[Stored records]
◆ ◆ ◆ ◆
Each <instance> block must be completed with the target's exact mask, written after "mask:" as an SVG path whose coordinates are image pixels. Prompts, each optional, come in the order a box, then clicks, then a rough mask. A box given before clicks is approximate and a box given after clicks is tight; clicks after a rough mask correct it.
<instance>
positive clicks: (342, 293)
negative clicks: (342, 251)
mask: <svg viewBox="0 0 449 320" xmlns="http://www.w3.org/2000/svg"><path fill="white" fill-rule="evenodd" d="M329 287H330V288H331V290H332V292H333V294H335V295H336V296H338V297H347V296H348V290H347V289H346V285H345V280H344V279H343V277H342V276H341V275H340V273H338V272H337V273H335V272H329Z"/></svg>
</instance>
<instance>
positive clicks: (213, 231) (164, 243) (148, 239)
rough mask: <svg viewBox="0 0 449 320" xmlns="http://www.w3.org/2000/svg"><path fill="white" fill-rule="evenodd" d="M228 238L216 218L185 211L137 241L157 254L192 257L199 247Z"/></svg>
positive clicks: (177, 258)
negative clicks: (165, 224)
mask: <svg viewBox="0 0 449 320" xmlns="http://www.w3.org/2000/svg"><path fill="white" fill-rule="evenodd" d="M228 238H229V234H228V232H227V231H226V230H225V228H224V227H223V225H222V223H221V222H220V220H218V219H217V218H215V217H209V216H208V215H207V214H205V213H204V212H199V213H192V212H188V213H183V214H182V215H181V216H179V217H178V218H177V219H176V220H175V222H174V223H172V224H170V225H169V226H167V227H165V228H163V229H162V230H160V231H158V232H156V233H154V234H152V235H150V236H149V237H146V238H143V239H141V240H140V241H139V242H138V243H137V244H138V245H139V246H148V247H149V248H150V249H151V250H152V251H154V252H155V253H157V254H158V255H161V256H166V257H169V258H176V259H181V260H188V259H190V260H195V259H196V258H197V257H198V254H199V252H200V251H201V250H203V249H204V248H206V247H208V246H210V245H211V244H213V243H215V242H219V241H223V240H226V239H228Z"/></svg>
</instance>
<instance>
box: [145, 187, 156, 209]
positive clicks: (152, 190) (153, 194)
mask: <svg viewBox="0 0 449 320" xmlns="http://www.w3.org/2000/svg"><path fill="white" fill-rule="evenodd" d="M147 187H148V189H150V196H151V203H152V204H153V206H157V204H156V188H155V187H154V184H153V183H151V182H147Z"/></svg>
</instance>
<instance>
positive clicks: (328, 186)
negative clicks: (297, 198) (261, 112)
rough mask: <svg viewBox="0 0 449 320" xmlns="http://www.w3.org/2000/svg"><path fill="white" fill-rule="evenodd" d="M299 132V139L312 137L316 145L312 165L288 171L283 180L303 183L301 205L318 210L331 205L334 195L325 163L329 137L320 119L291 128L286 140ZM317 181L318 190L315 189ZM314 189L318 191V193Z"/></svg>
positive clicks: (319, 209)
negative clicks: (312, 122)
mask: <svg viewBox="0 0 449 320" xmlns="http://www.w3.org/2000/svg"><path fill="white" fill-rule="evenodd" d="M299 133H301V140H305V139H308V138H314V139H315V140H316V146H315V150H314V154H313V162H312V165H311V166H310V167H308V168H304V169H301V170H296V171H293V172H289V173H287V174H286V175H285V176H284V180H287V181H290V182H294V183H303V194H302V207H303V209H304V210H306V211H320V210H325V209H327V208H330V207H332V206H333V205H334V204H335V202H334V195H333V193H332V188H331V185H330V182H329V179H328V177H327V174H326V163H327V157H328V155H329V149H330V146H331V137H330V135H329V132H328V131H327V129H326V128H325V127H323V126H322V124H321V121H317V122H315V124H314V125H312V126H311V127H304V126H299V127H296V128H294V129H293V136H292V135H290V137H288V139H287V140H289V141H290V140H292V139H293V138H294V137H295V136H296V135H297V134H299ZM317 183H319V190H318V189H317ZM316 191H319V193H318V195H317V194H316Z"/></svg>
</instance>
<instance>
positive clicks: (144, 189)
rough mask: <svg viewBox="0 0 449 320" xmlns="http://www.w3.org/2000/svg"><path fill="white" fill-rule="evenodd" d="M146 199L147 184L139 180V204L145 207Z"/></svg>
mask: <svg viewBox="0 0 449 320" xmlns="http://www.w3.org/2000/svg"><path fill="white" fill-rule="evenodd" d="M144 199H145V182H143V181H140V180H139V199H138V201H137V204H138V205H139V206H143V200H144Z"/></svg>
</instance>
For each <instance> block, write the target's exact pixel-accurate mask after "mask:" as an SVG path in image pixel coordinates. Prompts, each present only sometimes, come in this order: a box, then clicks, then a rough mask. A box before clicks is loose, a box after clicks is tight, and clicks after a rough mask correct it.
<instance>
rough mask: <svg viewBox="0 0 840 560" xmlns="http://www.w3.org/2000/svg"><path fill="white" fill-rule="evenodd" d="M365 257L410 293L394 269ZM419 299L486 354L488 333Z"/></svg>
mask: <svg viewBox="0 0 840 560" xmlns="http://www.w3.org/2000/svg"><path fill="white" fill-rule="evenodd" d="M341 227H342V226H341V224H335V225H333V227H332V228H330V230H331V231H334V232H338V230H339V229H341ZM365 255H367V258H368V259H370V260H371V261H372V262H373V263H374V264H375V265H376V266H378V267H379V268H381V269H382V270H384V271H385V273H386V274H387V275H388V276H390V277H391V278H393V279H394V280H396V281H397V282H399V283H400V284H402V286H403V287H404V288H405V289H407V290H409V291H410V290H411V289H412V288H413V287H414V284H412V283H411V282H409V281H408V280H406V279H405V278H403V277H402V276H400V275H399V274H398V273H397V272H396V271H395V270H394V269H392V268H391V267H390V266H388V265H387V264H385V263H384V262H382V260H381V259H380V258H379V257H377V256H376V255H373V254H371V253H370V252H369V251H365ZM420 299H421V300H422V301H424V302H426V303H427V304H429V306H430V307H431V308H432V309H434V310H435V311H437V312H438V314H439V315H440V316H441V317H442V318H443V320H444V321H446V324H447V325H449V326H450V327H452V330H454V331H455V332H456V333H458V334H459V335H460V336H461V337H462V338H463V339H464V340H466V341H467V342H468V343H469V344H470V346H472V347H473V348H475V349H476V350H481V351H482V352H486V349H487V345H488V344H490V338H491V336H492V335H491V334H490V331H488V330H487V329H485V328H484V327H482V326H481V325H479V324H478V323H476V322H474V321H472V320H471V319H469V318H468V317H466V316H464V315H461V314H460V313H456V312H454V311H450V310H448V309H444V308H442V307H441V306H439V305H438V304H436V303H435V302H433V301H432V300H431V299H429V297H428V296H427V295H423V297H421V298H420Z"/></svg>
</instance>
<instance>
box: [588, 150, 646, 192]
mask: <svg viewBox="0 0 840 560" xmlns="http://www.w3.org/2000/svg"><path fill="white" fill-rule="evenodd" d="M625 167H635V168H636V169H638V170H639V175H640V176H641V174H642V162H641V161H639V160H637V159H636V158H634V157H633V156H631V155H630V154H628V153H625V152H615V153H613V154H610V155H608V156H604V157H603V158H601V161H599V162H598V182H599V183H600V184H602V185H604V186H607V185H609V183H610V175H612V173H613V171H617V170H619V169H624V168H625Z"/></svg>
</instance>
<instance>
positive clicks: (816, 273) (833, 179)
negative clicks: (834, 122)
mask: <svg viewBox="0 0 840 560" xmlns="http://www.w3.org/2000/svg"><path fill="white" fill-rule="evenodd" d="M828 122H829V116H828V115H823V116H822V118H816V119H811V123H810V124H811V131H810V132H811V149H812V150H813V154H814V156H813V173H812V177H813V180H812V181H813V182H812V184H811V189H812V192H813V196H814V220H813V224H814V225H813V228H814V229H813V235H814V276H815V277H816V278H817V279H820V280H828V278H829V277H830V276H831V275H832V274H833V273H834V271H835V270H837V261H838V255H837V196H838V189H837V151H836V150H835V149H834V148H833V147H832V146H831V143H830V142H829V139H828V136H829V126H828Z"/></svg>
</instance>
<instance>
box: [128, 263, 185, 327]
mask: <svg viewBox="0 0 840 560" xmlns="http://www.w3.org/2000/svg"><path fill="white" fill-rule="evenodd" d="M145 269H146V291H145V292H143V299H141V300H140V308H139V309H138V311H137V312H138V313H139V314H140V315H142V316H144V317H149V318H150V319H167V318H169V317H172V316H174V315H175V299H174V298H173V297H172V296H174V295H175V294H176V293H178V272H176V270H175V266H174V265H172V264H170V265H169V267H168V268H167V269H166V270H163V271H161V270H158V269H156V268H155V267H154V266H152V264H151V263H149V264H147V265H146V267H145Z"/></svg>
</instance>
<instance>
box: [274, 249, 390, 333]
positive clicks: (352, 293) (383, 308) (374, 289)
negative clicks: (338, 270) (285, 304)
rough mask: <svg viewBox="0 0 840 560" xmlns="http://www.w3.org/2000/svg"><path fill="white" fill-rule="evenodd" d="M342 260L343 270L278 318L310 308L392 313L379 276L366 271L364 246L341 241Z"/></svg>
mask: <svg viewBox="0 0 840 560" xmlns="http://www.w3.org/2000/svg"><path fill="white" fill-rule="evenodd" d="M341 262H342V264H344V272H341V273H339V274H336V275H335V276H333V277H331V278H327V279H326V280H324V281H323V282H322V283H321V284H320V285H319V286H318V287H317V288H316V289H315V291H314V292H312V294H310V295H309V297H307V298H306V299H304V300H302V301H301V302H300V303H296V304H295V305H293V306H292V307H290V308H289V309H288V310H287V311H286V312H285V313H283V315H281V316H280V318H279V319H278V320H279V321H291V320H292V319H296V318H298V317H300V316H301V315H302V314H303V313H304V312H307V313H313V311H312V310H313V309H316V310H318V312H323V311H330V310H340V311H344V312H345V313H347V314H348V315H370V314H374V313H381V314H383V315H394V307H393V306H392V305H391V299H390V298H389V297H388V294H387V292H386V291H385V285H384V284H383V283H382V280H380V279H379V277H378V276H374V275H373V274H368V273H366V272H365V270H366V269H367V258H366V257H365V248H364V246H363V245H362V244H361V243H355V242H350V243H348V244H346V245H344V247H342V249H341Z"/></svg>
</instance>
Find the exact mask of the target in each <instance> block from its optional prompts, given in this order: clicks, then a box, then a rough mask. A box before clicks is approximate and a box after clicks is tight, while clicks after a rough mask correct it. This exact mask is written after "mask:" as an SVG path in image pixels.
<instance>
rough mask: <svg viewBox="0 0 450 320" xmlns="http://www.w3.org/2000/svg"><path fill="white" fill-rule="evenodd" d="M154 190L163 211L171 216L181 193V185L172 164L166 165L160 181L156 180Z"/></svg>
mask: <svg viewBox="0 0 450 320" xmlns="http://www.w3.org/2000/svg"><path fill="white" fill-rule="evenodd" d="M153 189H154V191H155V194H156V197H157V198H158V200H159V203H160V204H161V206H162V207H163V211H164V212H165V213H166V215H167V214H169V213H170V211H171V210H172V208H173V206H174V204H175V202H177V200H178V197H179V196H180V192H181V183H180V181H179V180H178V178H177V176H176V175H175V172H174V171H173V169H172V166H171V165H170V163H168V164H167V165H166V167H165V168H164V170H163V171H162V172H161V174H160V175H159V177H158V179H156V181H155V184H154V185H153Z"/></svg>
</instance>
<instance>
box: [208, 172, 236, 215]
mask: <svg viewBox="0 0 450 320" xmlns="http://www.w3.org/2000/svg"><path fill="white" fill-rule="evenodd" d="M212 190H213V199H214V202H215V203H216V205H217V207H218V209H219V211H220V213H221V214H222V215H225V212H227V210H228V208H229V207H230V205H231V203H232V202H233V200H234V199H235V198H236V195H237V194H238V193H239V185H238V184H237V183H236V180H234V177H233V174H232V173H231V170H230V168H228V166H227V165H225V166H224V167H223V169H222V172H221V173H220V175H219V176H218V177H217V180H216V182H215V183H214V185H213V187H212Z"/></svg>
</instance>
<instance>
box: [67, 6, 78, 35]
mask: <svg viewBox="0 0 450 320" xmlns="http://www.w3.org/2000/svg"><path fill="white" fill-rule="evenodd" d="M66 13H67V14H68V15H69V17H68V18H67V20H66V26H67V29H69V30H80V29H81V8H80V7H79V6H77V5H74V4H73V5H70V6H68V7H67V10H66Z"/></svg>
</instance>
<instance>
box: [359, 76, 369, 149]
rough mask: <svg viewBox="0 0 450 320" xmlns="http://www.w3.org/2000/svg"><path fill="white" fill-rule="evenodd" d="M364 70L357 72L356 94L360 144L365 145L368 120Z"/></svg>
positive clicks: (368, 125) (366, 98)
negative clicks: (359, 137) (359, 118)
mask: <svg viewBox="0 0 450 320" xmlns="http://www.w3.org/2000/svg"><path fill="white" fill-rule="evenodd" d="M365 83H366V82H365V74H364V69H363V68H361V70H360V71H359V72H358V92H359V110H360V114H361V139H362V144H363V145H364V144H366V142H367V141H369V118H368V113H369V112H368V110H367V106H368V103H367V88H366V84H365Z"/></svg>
◆ ◆ ◆ ◆
• Exercise objective
Gather every line above that contains the string "this", treating uppercase and lowercase as different.

• Output of the exercise
For each <instance> block, write the target's exact pixel-accurate mask after "mask:" as an SVG path in image pixel coordinates. Prompts, each present only sometimes, come in this order: a box, then clicks, then a rough mask. A box before clicks is loose, a box after clicks is tight, and clicks after a rough mask correct it.
Find the exact mask of the target in each <instance> block from its optional prompts, given in this order: clicks, then a box, then a rough mask. A box before clicks is approximate and a box after clicks is tight, while clicks after a rough mask correct it. This exact mask is written after "mask:" as an SVG path in image pixels.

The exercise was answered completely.